> _抜粋本文_:

***

「井筒俊彦と内面の人工知能」【セミナー備忘録】

(個人用のメモです。議事録ではありません。特に今回は、哲学の話で専門用語も多く、自分が理解した(と思った)ところを、どちらかというと自分の言い回し(とりわけ[ ]の部分)で記述しています。内容と表現、両方の点で正確には三宅さんが「こういった」というものでない点、ご容赦ください))

■セミナー概要

SIG-AI「人工知能のための哲学塾」東洋編 第弐夜「井筒俊彦と内面の人工知能」

SIG-AI正世話人の三宅陽一郎が、日本が生んだ天才哲学者によるアラビア哲学と東洋哲学の思索を頼りに、「心や意識がどのように立ち上がるのか?」について解説します。

日時 2017年5月15日(月) 19:30-22:15(開場19:15)
会場 株式会社Donuts(東京都渋谷区代々木2丁目2-1 小田急サザンタワー8階)

■全体の位置づけ

三宅さんの立ち位置ははっきりしている。極めてシンプル。

ゲーム・プログラミングを進化させたい。

エンターテイメントとしてもっともっと楽しんでもらえるよう、豊かな表現ができるゲーム・プログラミングにチャレンジしていきたい。

しかし21世紀を迎えたあたりから、ゲームのプログラミングは新しい局面を迎える。「身体」をゲームキャラクターが身にまとい始めたからだ。

「90年代半ばから、ゲームのステージは3D化し、物理シミュレーションが入るようになり、さらにゲームキャラクターもボーンと呼ばれる骨の入った構造を動かすことで動作するようになりました。そこで、複雑な身体を持ったキャラクターを3D空間で動かす強力な人工知能が必要となったのです。」(出典:『<人工知能>と<人工知性>』知識カード デジタルゲームと人工知能   )

***

> _データ抜粋_:
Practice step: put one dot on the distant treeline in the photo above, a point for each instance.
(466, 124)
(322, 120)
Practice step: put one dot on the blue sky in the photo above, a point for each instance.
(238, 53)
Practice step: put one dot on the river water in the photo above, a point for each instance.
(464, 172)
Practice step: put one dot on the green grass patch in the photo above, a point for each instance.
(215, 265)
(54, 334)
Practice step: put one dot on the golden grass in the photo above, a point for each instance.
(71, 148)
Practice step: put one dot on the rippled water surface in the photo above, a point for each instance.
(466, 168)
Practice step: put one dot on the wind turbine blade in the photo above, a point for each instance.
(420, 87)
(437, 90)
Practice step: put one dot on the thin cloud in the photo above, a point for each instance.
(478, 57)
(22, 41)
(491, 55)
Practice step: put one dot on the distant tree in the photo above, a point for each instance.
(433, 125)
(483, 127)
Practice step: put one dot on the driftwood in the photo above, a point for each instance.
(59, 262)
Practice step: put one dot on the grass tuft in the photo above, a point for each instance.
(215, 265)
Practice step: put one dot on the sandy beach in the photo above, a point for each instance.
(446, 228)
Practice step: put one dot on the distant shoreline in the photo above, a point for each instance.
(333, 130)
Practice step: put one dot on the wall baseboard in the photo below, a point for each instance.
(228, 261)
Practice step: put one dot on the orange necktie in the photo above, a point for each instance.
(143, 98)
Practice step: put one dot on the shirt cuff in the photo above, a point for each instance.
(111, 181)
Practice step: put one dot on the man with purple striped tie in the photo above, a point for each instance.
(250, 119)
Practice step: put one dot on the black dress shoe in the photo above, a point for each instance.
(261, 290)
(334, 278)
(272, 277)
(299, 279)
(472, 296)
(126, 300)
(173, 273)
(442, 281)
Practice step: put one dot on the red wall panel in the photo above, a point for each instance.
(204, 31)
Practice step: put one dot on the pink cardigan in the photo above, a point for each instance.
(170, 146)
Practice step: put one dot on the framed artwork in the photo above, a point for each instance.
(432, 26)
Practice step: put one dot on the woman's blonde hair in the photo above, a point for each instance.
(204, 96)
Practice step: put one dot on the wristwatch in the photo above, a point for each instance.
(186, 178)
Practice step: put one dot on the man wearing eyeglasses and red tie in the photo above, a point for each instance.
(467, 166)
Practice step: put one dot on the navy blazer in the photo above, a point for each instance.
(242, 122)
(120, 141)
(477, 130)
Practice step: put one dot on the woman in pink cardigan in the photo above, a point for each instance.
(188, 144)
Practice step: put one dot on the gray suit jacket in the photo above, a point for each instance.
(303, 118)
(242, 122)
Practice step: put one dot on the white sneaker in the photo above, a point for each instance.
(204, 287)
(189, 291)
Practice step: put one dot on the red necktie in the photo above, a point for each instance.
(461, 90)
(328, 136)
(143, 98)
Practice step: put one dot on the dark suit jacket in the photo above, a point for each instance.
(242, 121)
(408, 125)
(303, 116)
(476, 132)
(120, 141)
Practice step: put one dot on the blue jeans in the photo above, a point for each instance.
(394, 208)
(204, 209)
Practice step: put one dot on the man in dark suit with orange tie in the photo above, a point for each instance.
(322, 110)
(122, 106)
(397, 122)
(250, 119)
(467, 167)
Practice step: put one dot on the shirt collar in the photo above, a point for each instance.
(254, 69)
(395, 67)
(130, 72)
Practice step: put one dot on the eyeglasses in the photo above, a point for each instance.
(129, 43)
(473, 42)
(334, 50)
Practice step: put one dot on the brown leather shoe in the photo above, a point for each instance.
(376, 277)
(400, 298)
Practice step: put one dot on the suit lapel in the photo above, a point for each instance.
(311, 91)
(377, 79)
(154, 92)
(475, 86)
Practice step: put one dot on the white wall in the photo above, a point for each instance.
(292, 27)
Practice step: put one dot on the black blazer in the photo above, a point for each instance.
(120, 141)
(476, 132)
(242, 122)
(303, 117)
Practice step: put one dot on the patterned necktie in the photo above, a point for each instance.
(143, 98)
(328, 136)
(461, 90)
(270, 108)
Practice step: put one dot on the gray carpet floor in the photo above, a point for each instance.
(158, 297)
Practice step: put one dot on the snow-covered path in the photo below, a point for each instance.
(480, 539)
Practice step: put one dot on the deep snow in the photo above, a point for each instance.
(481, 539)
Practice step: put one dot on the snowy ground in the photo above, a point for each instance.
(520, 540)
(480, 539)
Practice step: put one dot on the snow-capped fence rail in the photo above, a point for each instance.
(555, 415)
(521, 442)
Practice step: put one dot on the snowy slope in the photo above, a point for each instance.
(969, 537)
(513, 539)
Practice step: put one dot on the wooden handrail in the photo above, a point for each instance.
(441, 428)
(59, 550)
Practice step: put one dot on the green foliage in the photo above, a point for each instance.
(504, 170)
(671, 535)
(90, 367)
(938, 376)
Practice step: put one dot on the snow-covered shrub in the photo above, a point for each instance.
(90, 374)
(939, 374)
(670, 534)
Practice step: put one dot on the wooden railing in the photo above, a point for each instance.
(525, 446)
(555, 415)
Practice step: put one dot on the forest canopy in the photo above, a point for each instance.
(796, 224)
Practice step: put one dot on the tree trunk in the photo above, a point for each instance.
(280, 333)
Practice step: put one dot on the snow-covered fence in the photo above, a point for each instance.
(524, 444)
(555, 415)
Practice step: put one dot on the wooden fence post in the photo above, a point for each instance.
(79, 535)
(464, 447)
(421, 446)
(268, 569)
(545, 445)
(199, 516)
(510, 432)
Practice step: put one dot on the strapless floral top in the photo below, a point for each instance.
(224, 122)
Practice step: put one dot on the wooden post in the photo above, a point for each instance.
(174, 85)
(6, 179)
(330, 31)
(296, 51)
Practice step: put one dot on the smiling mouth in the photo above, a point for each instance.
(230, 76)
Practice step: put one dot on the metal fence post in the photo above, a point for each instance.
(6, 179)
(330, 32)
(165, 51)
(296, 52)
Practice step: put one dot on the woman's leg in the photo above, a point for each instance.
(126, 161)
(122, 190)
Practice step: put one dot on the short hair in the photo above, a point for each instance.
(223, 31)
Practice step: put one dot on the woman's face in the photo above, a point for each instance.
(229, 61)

***

> _課題_:
A. セミナー備忘録について、次の問いに答えてください。
(i) セミナーの会場はどの会社か。
(ii) 三宅陽一郎はSIG-AIで何を務めているか。
(iii) 90年代半ばから、ゲームキャラクターは何と呼ばれる構造を動かして動作するようになったか。
B. セミナー備忘録の続きを、最後の文の後から書き進めてください。
資料は本文とは別の出典から取ったものです。

> _課題の解答_:
A.
(i) 株式会社Donuts
(ii) 正世話人
(iii) ボーン（骨の入った構造）

B.
キャラクターAI、ゲームへの人工知能実装が必須となった。出発点はゲームキャラクターの身体の獲得、そしてその延長線上の「知能」の実装の要請。そこで三宅氏がゲーム業界参加当初から抱いていた信念、「人工知能は工学(エンジニアリング)であり、科学(サイエン)であり、哲学(フィロソフィー)なのである。」をより先鋭的に、具体化していくことになった。

そういった問題意識と日々のプログラミングの現場から、「人工知能のための哲学塾」構想が産まれ、哲学を使って、どうやってゲームへの人工知能実装へ向かっていくかのヒントを探り、それを啓蒙していく活動が始まった。2015年から西洋編が始まり、今年2017年から続編、東洋編が始まった。今回はその「第弐夜」。

第一章 三宅の意識モデル
第二章 イントロダクション - 東洋哲学と人工知能 -
第三章 井筒俊彦の意識の構造モデル
第四章 言語アラヤ識からの意識モデル
第五章 イブン・アラビーの存在論(イスラーム哲学)
第六章 機能的モデル(西洋)と存在論(東洋)の対立


第一章 三宅の意識モデル

1.三宅さんは主客同一の谷淳氏の発想をベースに考えてきた。主客同一の谷淳氏の発想とは次のようなもの。特にトップダウンとボトムアップの相互作用、という部分。

「認識の結果は主体の内部を変化させ、また生成された行為は環境を変化させる。この相互作用を通して、主体から出発したトップダウンの流れと客体から出発したボトムアップの流れは分離不可能になり、もはや主体と客体といった区別は無意味になる。この時に初めて、古典的な認知論で想定されてきた、客体として操作される表象と、それを操作する主体といった構図からも自由になれるのである。(谷淳、「力学系に基づく構成論的な認知の理解」『脳・身体性・ロボット : 知能の創発をめざして』所収)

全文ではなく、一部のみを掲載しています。